== Records provided ==
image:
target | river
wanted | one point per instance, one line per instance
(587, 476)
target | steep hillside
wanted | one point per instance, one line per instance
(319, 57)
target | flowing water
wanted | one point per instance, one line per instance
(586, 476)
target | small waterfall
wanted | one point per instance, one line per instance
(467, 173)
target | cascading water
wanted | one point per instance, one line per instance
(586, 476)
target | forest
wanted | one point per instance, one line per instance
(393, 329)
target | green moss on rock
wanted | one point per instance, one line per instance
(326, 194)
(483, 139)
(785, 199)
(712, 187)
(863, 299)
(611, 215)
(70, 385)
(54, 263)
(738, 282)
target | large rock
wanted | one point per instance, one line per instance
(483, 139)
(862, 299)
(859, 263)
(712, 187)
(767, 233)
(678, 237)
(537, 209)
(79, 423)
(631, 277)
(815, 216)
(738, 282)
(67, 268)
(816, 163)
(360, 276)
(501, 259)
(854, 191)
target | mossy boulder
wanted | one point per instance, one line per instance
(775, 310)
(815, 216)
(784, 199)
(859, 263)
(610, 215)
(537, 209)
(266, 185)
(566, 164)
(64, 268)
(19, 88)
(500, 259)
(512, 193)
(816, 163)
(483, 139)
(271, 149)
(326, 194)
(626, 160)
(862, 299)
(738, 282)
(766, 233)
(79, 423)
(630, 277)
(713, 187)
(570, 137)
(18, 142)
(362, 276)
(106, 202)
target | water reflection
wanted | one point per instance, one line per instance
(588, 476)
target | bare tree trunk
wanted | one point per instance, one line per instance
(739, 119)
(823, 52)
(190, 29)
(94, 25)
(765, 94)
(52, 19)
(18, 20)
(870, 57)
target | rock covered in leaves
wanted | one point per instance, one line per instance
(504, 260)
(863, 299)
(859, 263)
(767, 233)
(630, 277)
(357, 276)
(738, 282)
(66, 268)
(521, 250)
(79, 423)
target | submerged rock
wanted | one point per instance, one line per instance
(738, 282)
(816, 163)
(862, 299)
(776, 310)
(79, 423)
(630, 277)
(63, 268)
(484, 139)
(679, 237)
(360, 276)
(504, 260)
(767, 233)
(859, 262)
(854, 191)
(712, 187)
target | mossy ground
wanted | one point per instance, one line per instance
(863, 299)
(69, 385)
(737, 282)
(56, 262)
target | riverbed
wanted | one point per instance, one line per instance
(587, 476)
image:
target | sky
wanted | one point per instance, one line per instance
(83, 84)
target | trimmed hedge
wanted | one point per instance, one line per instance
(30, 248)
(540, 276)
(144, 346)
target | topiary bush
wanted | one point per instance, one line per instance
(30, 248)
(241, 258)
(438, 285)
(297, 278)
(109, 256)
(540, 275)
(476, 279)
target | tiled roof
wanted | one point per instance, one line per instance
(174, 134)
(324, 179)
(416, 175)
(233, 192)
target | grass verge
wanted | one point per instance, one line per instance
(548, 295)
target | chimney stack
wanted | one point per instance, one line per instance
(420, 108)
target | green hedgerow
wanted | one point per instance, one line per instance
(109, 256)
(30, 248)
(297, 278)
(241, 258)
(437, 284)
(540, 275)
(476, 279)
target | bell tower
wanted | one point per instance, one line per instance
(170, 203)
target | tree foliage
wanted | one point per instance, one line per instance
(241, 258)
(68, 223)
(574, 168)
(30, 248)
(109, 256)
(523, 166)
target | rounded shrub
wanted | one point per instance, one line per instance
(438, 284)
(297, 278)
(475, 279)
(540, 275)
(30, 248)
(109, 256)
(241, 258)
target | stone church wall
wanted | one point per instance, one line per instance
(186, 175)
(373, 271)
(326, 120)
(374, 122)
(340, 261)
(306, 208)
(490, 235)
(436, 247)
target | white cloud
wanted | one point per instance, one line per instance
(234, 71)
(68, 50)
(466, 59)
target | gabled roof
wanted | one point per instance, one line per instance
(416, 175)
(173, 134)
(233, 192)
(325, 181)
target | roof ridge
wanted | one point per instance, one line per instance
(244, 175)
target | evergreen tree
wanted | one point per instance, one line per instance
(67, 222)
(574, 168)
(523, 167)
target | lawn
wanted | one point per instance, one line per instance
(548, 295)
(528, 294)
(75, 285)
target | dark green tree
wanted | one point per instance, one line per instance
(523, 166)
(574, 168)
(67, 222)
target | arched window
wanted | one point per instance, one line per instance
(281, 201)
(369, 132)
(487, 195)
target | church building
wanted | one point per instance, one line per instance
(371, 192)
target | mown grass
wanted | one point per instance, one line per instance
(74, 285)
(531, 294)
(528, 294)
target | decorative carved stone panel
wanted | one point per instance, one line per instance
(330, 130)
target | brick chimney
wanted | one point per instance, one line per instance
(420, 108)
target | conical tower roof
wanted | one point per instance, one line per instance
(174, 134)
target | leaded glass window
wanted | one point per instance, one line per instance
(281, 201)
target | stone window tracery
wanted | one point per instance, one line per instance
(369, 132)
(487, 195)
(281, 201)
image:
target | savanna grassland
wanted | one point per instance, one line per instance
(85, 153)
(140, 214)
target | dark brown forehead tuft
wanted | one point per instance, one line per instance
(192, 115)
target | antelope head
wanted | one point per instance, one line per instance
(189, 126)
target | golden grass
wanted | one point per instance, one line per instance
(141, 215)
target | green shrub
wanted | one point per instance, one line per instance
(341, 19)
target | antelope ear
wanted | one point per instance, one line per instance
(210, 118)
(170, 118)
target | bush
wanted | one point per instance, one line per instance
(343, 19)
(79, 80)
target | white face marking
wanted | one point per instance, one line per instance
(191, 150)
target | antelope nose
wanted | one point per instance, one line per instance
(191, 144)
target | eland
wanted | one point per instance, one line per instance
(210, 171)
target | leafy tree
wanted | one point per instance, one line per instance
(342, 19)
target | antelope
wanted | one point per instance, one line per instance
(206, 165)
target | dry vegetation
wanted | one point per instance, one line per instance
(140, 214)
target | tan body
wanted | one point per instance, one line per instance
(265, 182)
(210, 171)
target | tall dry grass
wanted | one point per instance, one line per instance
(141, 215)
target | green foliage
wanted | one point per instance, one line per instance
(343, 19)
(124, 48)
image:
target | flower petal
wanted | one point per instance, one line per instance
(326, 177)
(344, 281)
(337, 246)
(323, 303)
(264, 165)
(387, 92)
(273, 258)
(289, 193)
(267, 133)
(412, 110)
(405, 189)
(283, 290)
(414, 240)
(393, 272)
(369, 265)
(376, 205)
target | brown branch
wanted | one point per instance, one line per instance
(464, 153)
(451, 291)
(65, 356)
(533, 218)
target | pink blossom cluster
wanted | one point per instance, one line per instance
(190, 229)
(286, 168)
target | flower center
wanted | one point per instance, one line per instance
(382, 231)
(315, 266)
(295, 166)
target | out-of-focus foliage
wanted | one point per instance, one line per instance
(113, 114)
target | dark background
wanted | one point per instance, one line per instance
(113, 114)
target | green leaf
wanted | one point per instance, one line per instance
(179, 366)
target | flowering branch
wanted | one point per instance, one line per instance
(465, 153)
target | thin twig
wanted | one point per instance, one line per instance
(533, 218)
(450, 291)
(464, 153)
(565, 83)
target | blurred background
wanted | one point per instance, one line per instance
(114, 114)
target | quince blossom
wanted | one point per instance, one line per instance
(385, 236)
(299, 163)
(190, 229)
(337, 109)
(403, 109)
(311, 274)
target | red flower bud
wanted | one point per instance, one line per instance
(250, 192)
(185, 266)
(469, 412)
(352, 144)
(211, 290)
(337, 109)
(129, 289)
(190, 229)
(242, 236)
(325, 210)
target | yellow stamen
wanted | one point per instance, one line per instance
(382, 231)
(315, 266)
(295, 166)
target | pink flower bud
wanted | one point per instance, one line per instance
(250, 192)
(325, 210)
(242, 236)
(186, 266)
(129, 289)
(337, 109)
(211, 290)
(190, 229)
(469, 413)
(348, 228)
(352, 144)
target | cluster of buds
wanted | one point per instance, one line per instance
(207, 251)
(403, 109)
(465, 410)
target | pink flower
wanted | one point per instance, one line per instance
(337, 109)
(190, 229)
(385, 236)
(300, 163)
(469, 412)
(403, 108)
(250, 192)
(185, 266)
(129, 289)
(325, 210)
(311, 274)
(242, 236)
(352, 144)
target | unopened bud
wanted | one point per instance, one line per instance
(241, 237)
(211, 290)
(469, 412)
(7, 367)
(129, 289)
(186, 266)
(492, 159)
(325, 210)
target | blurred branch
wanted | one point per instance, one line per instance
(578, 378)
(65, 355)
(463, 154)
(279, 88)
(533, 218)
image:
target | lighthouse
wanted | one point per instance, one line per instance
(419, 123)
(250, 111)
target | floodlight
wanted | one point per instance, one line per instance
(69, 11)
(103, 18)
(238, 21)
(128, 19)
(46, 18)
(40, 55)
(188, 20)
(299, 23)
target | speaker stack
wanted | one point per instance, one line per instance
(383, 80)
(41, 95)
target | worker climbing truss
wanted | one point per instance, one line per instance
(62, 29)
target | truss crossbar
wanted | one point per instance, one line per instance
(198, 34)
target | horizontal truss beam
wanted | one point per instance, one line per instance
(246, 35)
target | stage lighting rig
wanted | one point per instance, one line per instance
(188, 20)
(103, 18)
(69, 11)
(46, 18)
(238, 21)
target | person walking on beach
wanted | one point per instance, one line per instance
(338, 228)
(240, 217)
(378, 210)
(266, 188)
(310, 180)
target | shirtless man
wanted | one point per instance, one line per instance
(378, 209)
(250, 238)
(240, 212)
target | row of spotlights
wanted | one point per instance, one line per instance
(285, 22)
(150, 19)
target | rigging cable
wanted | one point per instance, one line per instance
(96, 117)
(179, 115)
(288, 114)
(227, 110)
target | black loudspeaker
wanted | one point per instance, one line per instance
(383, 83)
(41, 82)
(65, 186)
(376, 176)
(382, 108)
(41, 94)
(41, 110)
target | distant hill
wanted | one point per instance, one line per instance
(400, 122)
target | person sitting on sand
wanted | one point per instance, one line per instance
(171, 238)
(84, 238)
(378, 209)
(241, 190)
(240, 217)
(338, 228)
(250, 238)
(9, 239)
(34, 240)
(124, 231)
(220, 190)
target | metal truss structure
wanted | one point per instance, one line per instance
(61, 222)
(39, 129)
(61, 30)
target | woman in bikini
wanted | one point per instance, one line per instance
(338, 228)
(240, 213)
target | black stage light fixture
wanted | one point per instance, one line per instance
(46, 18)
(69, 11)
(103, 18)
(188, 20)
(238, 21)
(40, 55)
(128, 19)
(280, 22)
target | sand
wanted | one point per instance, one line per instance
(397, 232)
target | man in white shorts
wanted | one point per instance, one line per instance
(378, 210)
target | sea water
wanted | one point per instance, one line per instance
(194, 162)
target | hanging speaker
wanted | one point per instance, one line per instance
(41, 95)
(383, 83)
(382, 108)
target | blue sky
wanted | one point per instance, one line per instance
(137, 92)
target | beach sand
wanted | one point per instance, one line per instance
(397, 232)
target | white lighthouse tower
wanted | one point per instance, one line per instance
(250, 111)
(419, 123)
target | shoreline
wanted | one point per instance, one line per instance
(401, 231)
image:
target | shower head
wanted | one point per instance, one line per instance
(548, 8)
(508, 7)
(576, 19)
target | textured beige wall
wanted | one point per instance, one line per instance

== Exercise directions ==
Set down only these lines, exactly: the line containing "target | distant hill" and each line after it, through the end of the listing.

== Task answer ==
target | distant hill
wanted | one point per instance, one line per instance
(400, 122)
target | person sitting on sand
wanted | one point per instance, one line per instance
(171, 238)
(84, 238)
(378, 209)
(241, 190)
(240, 217)
(338, 228)
(250, 238)
(9, 239)
(34, 240)
(124, 231)
(220, 190)
target | metal truss structure
wanted | one point per instance, one line per instance
(61, 222)
(39, 129)
(61, 30)
target | woman in bikini
wanted | one point per instance, one line per instance
(338, 228)
(240, 213)
target | black stage light fixture
wanted | one point per instance, one line per instance
(46, 18)
(69, 11)
(103, 18)
(188, 20)
(238, 21)
(40, 55)
(128, 19)
(280, 22)
target | sand
wanted | one point per instance, one line per instance
(397, 232)
target | man in white shorts
wanted | one point per instance, one line per instance
(378, 210)
target | sea water
wanted | one point per instance, one line per instance
(194, 162)
target | hanging speaker
wanted | one point per instance, one line per instance
(41, 95)
(383, 83)
(382, 108)
target | blue sky
wanted | one point per instance, one line per instance
(137, 92)
target | beach sand
wanted | one point per instance, one line per instance
(397, 232)
target | white lighthouse tower
wanted | one point per instance, one line per instance
(250, 111)
(419, 123)
target | shoreline
wanted | one point per instance, one line per instance
(401, 231)
image:
target | shower head
wanted | one point per instance, one line per instance
(548, 8)
(508, 7)
(576, 19)
target | textured beige wall
wanted | one point per instance, one line per instance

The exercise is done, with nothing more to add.